◆ Exercises to complete ◆
- A) From the Frank Wanderscheid biography below, copy word for word the passage that begins at "Birth: 6 December" and ends after "War Patriots*: None.".
- B) In the Frank Wanderscheid biography below, in what year did Frank become a naturalized American citizen?
- C) Write the next part of the Frank Wanderscheid biography below, picking up after its final sentence.

◆ Page text ◆
Frank Wanderscheid, (1861-1936)

Headstone GPS Coordinates: 

Birth: 6 December 1861, Luxembourg

Death: 9 April 1936, Port Orchard, Kitsap County, Washington

Relatives in Seabeck Cemetery: Anna Wanderscheid née Reisch 

American Revolutionary War Patriots*: None.

Disclaimer: These lines have not been officially proven by NSDAR standard

 

Frank Wanderscheid was born on December 6, 1861, in the Grand Duchy of Luxembourg to John Wanderscheid and Ann Smith. He grew up in a rural society shaped by agriculture and economic hardship. In the latter half of the nineteenth century, Luxembourg experienced widespread poverty and limited opportunity, prompting mass emigration. According to RTL Today, “In a time of overpopulation and economic change, the newly independent Grand Duchy saw one of the most significant waves of emigration. Between 1841 and 1890, a third of the population left the country, of which nearly 50,000 emigrated to the United States.” Frank was among those who chose to leave in search of a better future.

At the age of twenty-eight, Frank immigrated to the United States in 1889 and settled in Chicago. Like many immigrants of his generation, he worked to establish himself in his new country and became a naturalized American citizen in 1894. Chicago would also become the place where his personal life took shape.

In 1900, Frank married Anna Reisch, who, like him, had been born in the Grand Duchy of Luxembourg. Anna had also immigrated to Chicago in 1889 and was naturalized in 1894. Her family followed her to the United States in stages: her younger brother Christopher likely traveled with her, her brother John arrived in 1902, and her sister Margaret Hipp and Margaret’s husband came in 1908. There is no record that Anna’s parents ever immigrated.

◆ Dataset excerpt ◆

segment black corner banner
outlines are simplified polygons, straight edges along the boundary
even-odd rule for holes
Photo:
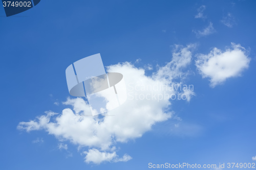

◆ Answers to the problems ◆
- A)
Birth: 6 December 1861, Luxembourg

Death: 9 April 1936, Port Orchard, Kitsap County, Washington

Relatives in Seabeck Cemetery: Anna Wanderscheid née Reisch 

American Revolutionary War Patriots*: None.

- B) 1894

- C)
Soon after their marriage, Frank and Anna moved west, eventually settling in Seabeck, Washington. The 1910 census records them living at Lone Rock on Pioneer Road. Frank became part of the developing economy of the Pacific Northwest, first working as a farmer and later as a laborer in a logging camp. He and Anna were both multilingual, able to speak French, German, and English—skills that reflected their Luxembourgish roots and aided their adjustment to life in America.

Although Frank and Anna never had children of their own, they maintained close ties with Anna’s siblings, all of whom eventually left Chicago and settled near them in Seabeck. Frank spent the remainder of his life there, contributing his labor and experience to the local community.

Frank died on April 9, 1936, at the age of seventy-four, after suffering a cerebral hemorrhage. He had been hospitalized for five days at Sunnyvale Hospital in Port Orchard. Anna survived him by nearly two years, dying of a heart attack on March 5, 1938, in their Seabeck home.

According to Fred Just’s plot map, Frank and Anna are buried side by side in unmarked graves next to the Rostad family in the southwestern corner of Seabeck Cemetery, near the fence line. Their graves were likely once marked with metal nameplates that have since been lost, but Frank’s life—from Luxembourg to Chicago and finally to the Pacific Northwest—reflects the broader story of nineteenth-century immigrants who reshaped their futures through perseverance and hard work.